How Medical Psychiatry May Worsen Mental-Health Stigma

Challenging the received wisdom about mental health.

Key points

  • Seeing mental illness as having a biological cause tends to make stigma worse, not better.
  • Trauma-based explanations of mental illness do not seem to have these negative effects.
  • We should reconsider public messaging about mental health in light of these findings.
Alex Green/Pexels
Source: Alex Green/Pexels

In the 1980s and 90s, an emerging theory was that mental disorders like depression, bipolar disorder, or schizophrenia were due to faulty brain chemicals, and ultimately, faulty genes.

This message was popularized by books like Nancy Andreasen’s 1985 The Broken Brain, Solomon Snyder’s 1986 Drugs and the Brain, and Jon Franklin’s 1987 Molecules of the Mind.

In this view, schizophrenia was due to dopamine imbalances. Depression involved serotonin imbalances. Bipolar disorder involved lithium imbalances. And drugs like Prozac worked by reversing these imbalances.

While simplistic versions of many of these theories were disproven, the “chemical imbalance” metaphor still has a powerful grip on the professional and public imagination.

Journalists, doctors, and activists thought that this messaging would help end stigma by showing that you’re not to blame for your mental health problems, any more than you’re to blame for breast cancer.

New research, however, is calling this received wisdom into question. This research is showing that medical framings of mental health problems actually make some kinds of stigma worse, not better.

Challenging the Received Wisdom

Over the last decade, a group of psychologists have investigated new questions about mental health stigma.

For example, if I think that your mental illness is caused by your brain or your genes, how does that affect my desire to interact with you? This is known as the desire for social distance.

Similarly, if I think that your mental illness is caused by your brain or your genes, how does that affect my belief that you will recover? This is known as prognostic optimism.

The upshot of this research is that biological explanations of mental illnesses have their own dangers. They tend to increase people’s desire for social distance. If I think your mental illness is caused by your brain or genes, I’m more likely to see you as potentially dangerous and unpredictable, and to want to keep my distance from you. They also decrease prognostic optimism: If I see your mental illness as having a biological cause, I have less hope that you’re going to recover.

On the plus side, these mindsets do reduce the perception of blame: If I think your schizophrenia or depression is caused by your genes, I’m less likely to blame you for it.

One of the most troubling findings in this new research is that, by several measures, stigma towards schizophrenia has actually gotten worse over the last 30 years, not better. This may be related to the greater acceptance of the medical paradigm.

Collection entries
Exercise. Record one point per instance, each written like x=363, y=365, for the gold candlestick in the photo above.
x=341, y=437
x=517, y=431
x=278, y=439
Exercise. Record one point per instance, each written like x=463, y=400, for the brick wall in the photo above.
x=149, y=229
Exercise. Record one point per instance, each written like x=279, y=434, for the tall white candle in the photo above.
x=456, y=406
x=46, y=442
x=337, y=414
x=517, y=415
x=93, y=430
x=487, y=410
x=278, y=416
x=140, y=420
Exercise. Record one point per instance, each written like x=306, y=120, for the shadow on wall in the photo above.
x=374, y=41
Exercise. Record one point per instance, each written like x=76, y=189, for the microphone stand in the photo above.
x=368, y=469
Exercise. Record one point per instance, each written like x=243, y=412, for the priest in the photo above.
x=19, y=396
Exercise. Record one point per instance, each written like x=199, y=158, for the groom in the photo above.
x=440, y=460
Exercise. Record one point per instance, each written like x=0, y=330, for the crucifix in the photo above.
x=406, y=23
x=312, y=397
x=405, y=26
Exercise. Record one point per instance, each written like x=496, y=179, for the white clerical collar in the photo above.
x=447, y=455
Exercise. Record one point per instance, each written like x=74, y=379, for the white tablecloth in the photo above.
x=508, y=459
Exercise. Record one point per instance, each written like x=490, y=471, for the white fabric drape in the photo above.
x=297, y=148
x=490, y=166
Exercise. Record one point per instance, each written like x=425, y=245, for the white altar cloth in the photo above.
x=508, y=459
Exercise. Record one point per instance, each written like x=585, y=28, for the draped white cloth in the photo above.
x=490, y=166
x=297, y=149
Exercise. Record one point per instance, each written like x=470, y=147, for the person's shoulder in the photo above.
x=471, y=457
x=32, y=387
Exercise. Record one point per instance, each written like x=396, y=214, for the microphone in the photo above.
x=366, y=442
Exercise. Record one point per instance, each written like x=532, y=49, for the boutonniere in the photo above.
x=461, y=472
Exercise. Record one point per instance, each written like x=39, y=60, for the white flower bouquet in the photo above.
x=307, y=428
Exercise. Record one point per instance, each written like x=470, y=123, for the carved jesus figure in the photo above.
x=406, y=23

**Task 1**
In the article on medical psychiatry and mental-health stigma, start at the words "Challenging the received wisdom about" and stop after "of the Mind.". Echo that stretch word for word.
**Task 2**
Translate this sentence from the article on medical psychiatry and mental-health stigma into Spanish: "Over the last decade, a group of psychologists have investigated new questions about mental health stigma."

**Written solution 1**
Challenging the received wisdom about mental health.

Key points

  • Seeing mental illness as having a biological cause tends to make stigma worse, not better.
  • Trauma-based explanations of mental illness do not seem to have these negative effects.
  • We should reconsider public messaging about mental health in light of these findings.
Alex Green/Pexels
Source: Alex Green/Pexels

In the 1980s and 90s, an emerging theory was that mental disorders like depression, bipolar disorder, or schizophrenia were due to faulty brain chemicals, and ultimately, faulty genes.

This message was popularized by books like Nancy Andreasen’s 1985 The Broken Brain, Solomon Snyder’s 1986 Drugs and the Brain, and Jon Franklin’s 1987 Molecules of the Mind.

**Written solution 2**
Durante la última década, un grupo de psicólogos ha investigado nuevas preguntas sobre el estigma de la salud mental.